Copy out, word for word, the records from the line with "Detect wood floor plank." through the line with "[97,0,245,128]", including both of those lines.

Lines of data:
════

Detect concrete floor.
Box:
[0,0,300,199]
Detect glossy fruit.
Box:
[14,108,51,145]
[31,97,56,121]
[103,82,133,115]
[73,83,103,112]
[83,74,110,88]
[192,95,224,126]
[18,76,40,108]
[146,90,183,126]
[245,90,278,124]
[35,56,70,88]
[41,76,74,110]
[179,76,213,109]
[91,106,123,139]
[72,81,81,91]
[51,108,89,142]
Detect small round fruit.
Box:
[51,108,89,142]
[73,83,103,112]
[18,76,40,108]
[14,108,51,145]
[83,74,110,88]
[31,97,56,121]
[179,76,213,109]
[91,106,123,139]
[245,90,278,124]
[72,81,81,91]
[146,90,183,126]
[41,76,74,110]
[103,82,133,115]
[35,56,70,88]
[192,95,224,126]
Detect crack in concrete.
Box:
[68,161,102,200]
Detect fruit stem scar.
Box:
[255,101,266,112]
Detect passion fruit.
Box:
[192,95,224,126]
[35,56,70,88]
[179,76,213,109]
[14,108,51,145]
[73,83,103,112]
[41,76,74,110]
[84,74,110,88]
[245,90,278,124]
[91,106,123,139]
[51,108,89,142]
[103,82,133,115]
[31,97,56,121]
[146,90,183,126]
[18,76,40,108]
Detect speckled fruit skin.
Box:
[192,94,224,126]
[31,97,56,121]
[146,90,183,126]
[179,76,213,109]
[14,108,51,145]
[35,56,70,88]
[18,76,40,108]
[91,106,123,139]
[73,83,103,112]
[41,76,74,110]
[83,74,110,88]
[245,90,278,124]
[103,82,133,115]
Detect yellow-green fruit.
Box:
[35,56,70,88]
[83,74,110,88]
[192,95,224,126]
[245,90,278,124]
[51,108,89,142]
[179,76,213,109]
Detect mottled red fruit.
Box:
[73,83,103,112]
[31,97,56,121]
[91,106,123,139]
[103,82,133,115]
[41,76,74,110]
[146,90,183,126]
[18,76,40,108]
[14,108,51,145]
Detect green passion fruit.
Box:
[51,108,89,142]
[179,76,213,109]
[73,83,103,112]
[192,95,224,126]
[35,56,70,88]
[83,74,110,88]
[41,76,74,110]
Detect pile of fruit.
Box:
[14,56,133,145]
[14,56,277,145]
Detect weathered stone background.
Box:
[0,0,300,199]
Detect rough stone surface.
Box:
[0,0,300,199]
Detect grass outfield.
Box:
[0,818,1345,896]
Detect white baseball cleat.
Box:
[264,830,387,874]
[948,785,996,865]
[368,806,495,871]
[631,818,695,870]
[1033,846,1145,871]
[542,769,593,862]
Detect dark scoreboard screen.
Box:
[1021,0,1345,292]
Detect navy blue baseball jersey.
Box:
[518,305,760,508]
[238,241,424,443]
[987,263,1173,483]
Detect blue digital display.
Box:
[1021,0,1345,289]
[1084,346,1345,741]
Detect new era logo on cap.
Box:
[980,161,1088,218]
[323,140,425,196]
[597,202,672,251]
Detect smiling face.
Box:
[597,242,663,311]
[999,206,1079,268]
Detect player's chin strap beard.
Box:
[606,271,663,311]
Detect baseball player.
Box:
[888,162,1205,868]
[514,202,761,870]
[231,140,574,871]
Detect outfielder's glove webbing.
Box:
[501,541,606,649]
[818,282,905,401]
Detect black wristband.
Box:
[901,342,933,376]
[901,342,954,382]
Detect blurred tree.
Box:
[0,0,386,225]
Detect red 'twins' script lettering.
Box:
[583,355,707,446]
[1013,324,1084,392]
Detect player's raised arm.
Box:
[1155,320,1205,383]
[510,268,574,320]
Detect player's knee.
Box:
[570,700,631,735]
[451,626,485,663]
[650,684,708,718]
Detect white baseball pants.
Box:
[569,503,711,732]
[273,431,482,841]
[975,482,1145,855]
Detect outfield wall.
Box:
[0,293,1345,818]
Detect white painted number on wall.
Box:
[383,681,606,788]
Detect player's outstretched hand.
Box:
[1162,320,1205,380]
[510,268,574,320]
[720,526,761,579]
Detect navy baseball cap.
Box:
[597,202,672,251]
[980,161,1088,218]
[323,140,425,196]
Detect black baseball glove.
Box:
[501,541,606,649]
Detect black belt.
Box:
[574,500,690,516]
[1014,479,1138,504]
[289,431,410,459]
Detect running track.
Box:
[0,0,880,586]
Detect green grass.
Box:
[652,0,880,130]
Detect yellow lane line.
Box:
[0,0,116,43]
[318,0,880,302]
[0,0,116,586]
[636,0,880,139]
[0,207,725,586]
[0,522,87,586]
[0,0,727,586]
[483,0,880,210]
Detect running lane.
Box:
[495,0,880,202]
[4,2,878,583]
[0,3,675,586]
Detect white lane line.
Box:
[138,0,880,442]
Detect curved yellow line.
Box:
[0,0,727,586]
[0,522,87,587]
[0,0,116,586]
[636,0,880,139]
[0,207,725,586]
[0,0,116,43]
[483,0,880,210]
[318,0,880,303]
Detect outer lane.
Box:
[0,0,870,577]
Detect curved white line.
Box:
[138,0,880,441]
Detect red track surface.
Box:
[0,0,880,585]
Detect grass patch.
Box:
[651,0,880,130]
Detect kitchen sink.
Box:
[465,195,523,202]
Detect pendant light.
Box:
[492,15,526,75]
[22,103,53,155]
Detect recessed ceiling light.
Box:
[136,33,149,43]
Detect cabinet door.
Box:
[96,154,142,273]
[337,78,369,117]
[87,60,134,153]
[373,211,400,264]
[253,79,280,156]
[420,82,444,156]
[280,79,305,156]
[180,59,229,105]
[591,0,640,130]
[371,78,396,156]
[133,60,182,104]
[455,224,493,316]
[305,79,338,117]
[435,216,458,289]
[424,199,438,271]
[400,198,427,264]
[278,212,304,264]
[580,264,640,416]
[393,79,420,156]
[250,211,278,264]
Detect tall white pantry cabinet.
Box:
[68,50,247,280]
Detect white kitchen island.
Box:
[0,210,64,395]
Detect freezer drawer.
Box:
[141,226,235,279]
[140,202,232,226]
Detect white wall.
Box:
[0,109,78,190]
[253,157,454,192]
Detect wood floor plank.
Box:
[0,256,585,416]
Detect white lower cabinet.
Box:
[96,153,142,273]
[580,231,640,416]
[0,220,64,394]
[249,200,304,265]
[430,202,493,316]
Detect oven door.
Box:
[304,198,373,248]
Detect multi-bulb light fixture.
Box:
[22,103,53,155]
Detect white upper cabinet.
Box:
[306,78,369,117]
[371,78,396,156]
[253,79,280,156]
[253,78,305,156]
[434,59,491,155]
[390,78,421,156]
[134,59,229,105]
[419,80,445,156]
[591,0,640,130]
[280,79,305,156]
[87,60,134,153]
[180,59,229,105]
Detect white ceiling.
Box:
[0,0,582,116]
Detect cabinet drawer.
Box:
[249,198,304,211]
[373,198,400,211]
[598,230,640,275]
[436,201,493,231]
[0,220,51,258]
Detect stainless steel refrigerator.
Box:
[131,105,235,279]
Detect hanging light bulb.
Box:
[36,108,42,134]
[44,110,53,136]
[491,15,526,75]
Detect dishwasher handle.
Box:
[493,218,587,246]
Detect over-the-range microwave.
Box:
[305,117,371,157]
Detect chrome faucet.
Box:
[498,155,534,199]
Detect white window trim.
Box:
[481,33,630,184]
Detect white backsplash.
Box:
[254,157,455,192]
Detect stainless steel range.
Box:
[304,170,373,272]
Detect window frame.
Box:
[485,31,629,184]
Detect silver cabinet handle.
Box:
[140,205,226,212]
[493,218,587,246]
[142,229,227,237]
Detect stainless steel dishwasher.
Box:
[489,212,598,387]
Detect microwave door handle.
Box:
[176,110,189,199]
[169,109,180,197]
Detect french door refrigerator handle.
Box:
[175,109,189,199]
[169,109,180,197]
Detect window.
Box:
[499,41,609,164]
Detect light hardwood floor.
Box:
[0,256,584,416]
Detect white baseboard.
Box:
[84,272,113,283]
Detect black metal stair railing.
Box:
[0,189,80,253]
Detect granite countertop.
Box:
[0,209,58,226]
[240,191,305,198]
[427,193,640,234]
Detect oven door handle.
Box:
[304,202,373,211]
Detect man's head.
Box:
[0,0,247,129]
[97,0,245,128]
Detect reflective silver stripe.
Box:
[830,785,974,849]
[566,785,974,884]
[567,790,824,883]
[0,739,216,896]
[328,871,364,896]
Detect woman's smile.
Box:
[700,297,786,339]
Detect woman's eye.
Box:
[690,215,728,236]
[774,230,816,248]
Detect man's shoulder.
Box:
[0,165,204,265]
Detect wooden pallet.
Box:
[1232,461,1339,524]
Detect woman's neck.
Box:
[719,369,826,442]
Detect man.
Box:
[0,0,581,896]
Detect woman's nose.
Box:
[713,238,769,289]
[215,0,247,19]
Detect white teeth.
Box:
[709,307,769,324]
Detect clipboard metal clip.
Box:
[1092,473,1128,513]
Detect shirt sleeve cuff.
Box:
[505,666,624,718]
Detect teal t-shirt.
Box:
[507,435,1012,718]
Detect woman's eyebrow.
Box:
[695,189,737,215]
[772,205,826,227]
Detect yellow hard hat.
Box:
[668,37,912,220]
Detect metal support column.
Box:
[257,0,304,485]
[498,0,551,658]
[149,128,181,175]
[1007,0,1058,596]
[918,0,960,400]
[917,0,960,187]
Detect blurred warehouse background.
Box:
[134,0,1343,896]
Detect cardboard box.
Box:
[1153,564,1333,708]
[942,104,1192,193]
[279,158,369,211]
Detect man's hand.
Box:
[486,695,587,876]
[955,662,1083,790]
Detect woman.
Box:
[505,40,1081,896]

════

EXERCISE RESULT
Detect wood floor plank.
Box:
[0,256,585,416]
Detect white lower cabinet.
Box:
[96,153,142,273]
[580,231,640,416]
[0,220,64,394]
[249,200,304,265]
[430,202,493,316]
Detect oven door.
Box:
[304,198,373,248]
Detect multi-bulb light fixture.
Box:
[22,103,53,155]
Detect white upper cabinet.
Box:
[306,78,369,117]
[371,78,396,156]
[253,79,280,156]
[253,78,305,156]
[434,59,491,155]
[390,78,421,156]
[134,59,229,105]
[419,80,445,156]
[591,0,640,130]
[280,79,305,156]
[87,60,134,153]
[180,59,229,105]
Detect white ceiling.
Box:
[0,0,582,116]
Detect cabinet drawer.
Box:
[249,198,304,211]
[373,198,400,211]
[598,230,640,275]
[436,201,493,231]
[0,220,51,258]
Detect stainless steel refrigerator.
Box:
[131,105,235,279]
Detect hanging light bulb.
Box:
[36,108,42,134]
[44,110,53,136]
[491,15,526,75]
Detect dishwasher handle.
Box:
[493,218,587,246]
Detect over-the-range microwave.
Box:
[305,117,371,157]
Detect chrome faucet.
Box:
[498,155,534,199]
Detect white window trim.
Box:
[481,33,630,184]
Detect white backsplash.
Box:
[254,157,455,192]
Detect stainless steel range.
Box:
[304,170,373,272]
Detect window frame.
Box:
[485,31,629,184]
Detect silver cabinet handle.
Box:
[140,205,226,212]
[493,218,587,246]
[142,229,227,237]
Detect stainless steel dishwasher.
Box:
[489,212,598,387]
Detect microwave door handle.
Box:
[176,110,189,199]
[169,109,180,197]
Detect french door refrigerator handle.
Box:
[175,109,189,199]
[169,109,180,197]
Detect window.
Box:
[499,41,609,164]
Detect light hardwood floor.
Box:
[0,256,584,416]
Detect white baseboard.
Box:
[84,272,113,283]
Detect black metal stair railing.
Box:
[0,189,80,253]
Detect granite countertop.
Box:
[0,209,58,226]
[240,191,305,198]
[427,193,640,234]
Detect oven door handle.
Box:
[304,202,373,211]
Detect man's head.
Box:
[0,0,247,129]
[97,0,245,128]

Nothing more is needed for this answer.